Page:

December 30, 2012

Japanese Military Animation: Then And Now

A couple of years ago, I learned about an movie titled Momotaro's Divine Sea Warriors.  It's considered the first Japanese feature-length animated film and it was released in 1945.  As you can imagine, it's obviously a propaganda piece, and all copies were seized and destroyed after the war... except for one.  That one copy was discovered in 1983 and rereleased the following year.  Ever since I found about about the film, I've desperately wanted to see it, but the only digital version extant was a poor quality copy with sound so muffled that it was impossible to understand (and subtitle).  Until recently, that is.  A copy has popped up at BakaBT, and while it's still not subtitled, it's also not exactly difficult to understand what's going on, as it was meant for children.  It celebrates the paratrooper attack on Celebes at the beginning of the war, and surprisingly got some of the important details correct... I learned about the action from a book with the poetic title of Blossoming Silk Against The Rising Sun.  I just finished watching the movie, and some little bit of insight struck me afterwards.  You see, earlier this week, I watched Strike Witches: The Movie.  Let's take a comparing look at the two of them:

Pilots then:

Pilots now:

I suspect that somewhere, Mitsuyo Seo, the director of Divine Sea Warriors who passed away in 2010, is either smiling... or whirling dervishly in his grave.  One of the two.  It's not impossible that he had actually seen the Strike Witches tv show.  I'd love to know what he thought.

Data provided:
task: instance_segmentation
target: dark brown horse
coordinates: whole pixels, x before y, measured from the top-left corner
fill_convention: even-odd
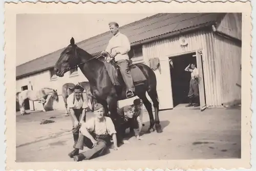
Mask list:
[[[89,105],[91,106],[89,106],[90,109],[93,111],[93,106],[94,104],[94,100],[93,96],[91,92],[90,83],[88,82],[82,82],[81,83],[78,83],[86,90],[86,93],[90,100]],[[71,83],[65,83],[62,85],[62,95],[63,97],[63,100],[64,101],[64,103],[65,104],[66,108],[66,114],[68,115],[69,112],[68,110],[68,104],[67,103],[67,99],[68,99],[69,95],[71,94],[73,92],[72,88],[75,86],[75,84]]]
[[[56,62],[54,71],[57,76],[62,77],[64,74],[71,68],[78,66],[84,76],[88,79],[92,93],[97,102],[101,104],[105,109],[110,111],[110,116],[113,119],[116,127],[118,128],[119,124],[118,120],[117,120],[117,102],[123,99],[122,97],[122,93],[120,92],[120,90],[122,91],[122,90],[125,88],[123,88],[123,86],[114,86],[104,62],[92,58],[92,55],[75,44],[75,40],[72,37],[70,40],[70,44],[61,52],[59,59]],[[154,131],[155,123],[157,132],[161,133],[162,130],[158,115],[159,102],[156,90],[156,75],[153,70],[145,64],[139,63],[135,65],[141,70],[146,79],[145,84],[135,86],[135,94],[142,100],[148,113],[150,119],[148,132]],[[153,102],[155,119],[152,104],[146,96],[146,92]],[[108,113],[108,112],[106,112]]]

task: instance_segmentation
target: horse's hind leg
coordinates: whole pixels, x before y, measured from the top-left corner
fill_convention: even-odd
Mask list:
[[[138,94],[138,96],[142,100],[142,102],[146,107],[147,113],[150,116],[150,126],[148,132],[152,132],[155,131],[154,126],[155,125],[155,120],[154,119],[153,112],[152,111],[152,106],[151,103],[148,101],[146,96],[146,92]]]
[[[157,99],[157,92],[156,90],[152,90],[147,92],[148,95],[153,102],[153,106],[155,108],[155,121],[156,122],[156,129],[158,133],[163,132],[161,125],[160,124],[159,110],[159,102]]]
[[[20,96],[18,97],[18,104],[19,105],[19,110],[20,111],[20,114],[22,115],[26,114],[26,110],[25,109],[25,104],[24,103],[24,100]]]

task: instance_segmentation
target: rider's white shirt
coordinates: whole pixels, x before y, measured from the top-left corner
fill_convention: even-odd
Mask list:
[[[111,53],[113,51],[119,52],[120,54],[117,54],[115,57],[116,61],[121,59],[129,60],[128,52],[131,50],[131,44],[128,38],[118,32],[113,36],[109,42],[109,44],[105,51]]]

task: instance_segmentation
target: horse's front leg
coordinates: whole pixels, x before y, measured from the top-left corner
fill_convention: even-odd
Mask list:
[[[24,102],[22,102],[22,103],[19,103],[19,110],[20,111],[20,114],[22,114],[22,115],[24,115],[26,114],[26,110],[25,109],[25,104]]]
[[[163,132],[161,125],[160,124],[159,120],[159,102],[157,100],[157,92],[156,90],[153,91],[150,91],[147,92],[150,98],[153,102],[153,106],[155,108],[155,120],[156,122],[156,129],[158,133],[160,133]]]
[[[150,128],[148,128],[147,132],[150,133],[154,132],[155,130],[154,128],[154,126],[155,126],[155,119],[154,119],[151,103],[150,103],[150,102],[147,99],[145,92],[145,93],[141,93],[139,95],[138,95],[138,96],[142,100],[142,102],[145,106],[145,107],[146,108],[150,116]]]
[[[46,100],[45,99],[44,99],[44,98],[41,98],[41,99],[40,99],[39,100],[39,102],[42,104],[42,111],[44,112],[46,112],[46,111],[45,109],[45,103],[46,102]]]

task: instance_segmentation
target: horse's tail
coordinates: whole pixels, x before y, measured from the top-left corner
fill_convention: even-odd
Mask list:
[[[16,102],[18,102],[18,96],[20,94],[20,92],[17,92],[16,93]]]

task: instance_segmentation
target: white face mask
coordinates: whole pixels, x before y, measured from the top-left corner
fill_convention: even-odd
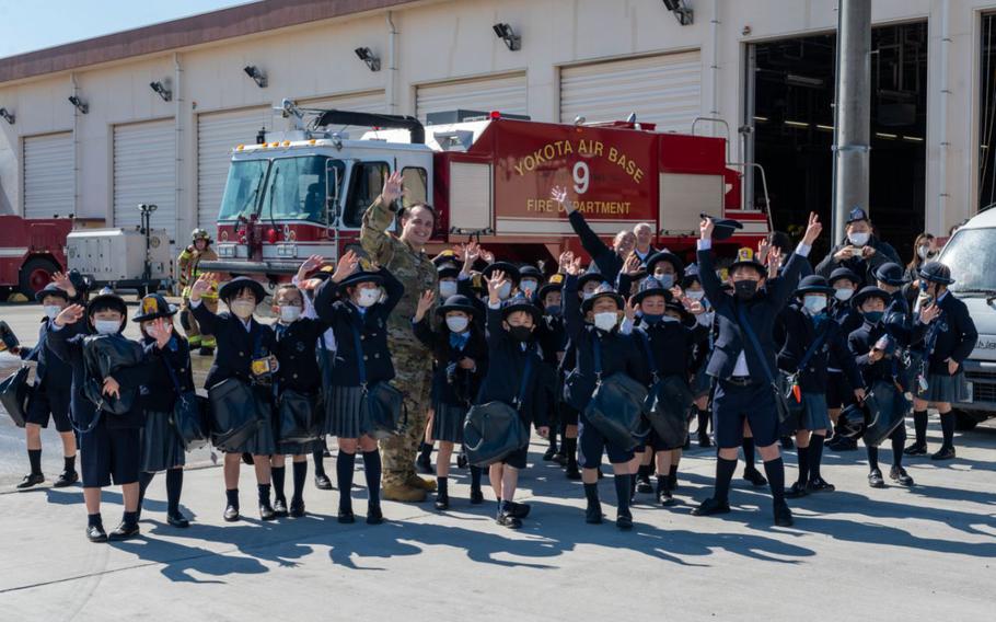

Exercise requirements:
(a) Transcribe the passage of the post on Japanese military animation, starting with "I suspect that" and going on through "what he thought.".
(b) List every four-digit year that appears in the post on Japanese military animation, including the one in its date line.
(c) According to the post on Japanese military animation, in what year was the one surviving copy of Momotaro's Divine Sea Warriors discovered?

Task-by-task answers:
(a)
I suspect that somewhere, Mitsuyo Seo, the director of Divine Sea Warriors who passed away in 2010, is either smiling... or whirling dervishly in his grave.  One of the two.  It's not impossible that he had actually seen the Strike Witches tv show.  I'd love to know what he thought.

(b) 2012, 1945, 1983, 2010

(c) 1983